┌─ Dokument źródłowy

DAMSKIE,  sukienki

Spełnienie marzeń

Kiedy moja młodsza siostra podzieliła się radosną nowiną, że wychodzi za mąż, i poprosiła bym z0stała jej świadkową, ucieszyłam się bardzo. Na tę wyjątkową okazję postanowiłam uszyć sukienkę, o jakiej od dawna marzyłam. Tak naprawdę to chciałam w jednej kreacji pomieścić dwie koncepcje, bo do samego końca nie mogłam się zdecydować, na czym bardziej mi zależy – tiulu czy koronce. Z jednej bowiem strony napatrzyłam się na cudeńka szyte przez Beatę, a z drugiej miałam ochotę na koronkową sukienkę w pełnym wydaniu.

└─
┌─ Zapisane dane

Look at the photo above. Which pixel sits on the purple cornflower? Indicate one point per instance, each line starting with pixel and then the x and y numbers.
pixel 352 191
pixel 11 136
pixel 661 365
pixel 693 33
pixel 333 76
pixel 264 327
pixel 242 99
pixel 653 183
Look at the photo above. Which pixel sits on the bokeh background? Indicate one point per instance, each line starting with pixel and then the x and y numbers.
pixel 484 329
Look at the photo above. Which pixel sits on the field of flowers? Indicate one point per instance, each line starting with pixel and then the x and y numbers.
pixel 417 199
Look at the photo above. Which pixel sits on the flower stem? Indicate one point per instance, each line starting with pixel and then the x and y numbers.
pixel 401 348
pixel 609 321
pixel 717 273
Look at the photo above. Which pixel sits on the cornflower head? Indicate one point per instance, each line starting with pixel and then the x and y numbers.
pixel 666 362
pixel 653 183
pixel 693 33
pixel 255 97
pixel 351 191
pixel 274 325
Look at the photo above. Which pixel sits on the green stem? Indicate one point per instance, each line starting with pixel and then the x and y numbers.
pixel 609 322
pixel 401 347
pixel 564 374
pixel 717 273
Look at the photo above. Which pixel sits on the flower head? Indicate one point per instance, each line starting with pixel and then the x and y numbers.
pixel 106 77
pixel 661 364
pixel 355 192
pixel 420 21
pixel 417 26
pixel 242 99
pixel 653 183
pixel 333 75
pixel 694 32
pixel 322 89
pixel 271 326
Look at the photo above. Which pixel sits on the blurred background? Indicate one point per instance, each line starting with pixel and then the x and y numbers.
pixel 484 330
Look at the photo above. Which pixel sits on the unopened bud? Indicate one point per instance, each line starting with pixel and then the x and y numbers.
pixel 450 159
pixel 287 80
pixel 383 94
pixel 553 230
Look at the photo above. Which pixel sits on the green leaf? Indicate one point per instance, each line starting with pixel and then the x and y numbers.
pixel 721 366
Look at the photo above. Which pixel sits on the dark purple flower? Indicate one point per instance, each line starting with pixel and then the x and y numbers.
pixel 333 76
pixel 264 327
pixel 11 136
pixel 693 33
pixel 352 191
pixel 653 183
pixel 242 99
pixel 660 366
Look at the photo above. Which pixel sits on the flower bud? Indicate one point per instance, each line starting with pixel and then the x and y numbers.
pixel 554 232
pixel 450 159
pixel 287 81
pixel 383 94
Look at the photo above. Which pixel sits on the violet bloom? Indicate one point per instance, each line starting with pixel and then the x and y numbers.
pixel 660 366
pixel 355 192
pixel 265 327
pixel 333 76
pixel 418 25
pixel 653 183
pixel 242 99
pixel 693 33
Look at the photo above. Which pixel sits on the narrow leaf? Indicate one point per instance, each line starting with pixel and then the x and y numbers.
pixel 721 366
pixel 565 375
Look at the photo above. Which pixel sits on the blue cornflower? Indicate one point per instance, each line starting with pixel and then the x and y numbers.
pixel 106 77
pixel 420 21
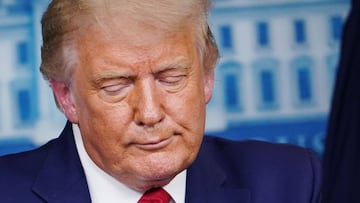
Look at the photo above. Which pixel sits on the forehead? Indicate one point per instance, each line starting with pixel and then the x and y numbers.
pixel 130 42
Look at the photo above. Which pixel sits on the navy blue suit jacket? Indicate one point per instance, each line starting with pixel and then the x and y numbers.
pixel 224 171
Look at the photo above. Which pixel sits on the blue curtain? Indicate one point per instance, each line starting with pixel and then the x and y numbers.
pixel 341 178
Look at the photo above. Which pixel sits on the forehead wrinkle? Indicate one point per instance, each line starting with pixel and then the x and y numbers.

└─

Instrukcje do zadań -
**1)** Skopiuj bez żadnych zmian cały tekst o szyciu sukienki na ślub siostry.
**2)** Zapisz bez zmian wiersze od początku wpisów aż do wiersza z „pixel 417 199” włącznie.

Rozwiązania zadań -
**1)**
DAMSKIE,  sukienki

Spełnienie marzeń

Kiedy moja młodsza siostra podzieliła się radosną nowiną, że wychodzi za mąż, i poprosiła bym z0stała jej świadkową, ucieszyłam się bardzo. Na tę wyjątkową okazję postanowiłam uszyć sukienkę, o jakiej od dawna marzyłam. Tak naprawdę to chciałam w jednej kreacji pomieścić dwie koncepcje, bo do samego końca nie mogłam się zdecydować, na czym bardziej mi zależy – tiulu czy koronce. Z jednej bowiem strony napatrzyłam się na cudeńka szyte przez Beatę, a z drugiej miałam ochotę na koronkową sukienkę w pełnym wydaniu.

**2)**
Look at the photo above. Which pixel sits on the purple cornflower? Indicate one point per instance, each line starting with pixel and then the x and y numbers.
pixel 352 191
pixel 11 136
pixel 661 365
pixel 693 33
pixel 333 76
pixel 264 327
pixel 242 99
pixel 653 183
Look at the photo above. Which pixel sits on the bokeh background? Indicate one point per instance, each line starting with pixel and then the x and y numbers.
pixel 484 329
Look at the photo above. Which pixel sits on the field of flowers? Indicate one point per instance, each line starting with pixel and then the x and y numbers.
pixel 417 199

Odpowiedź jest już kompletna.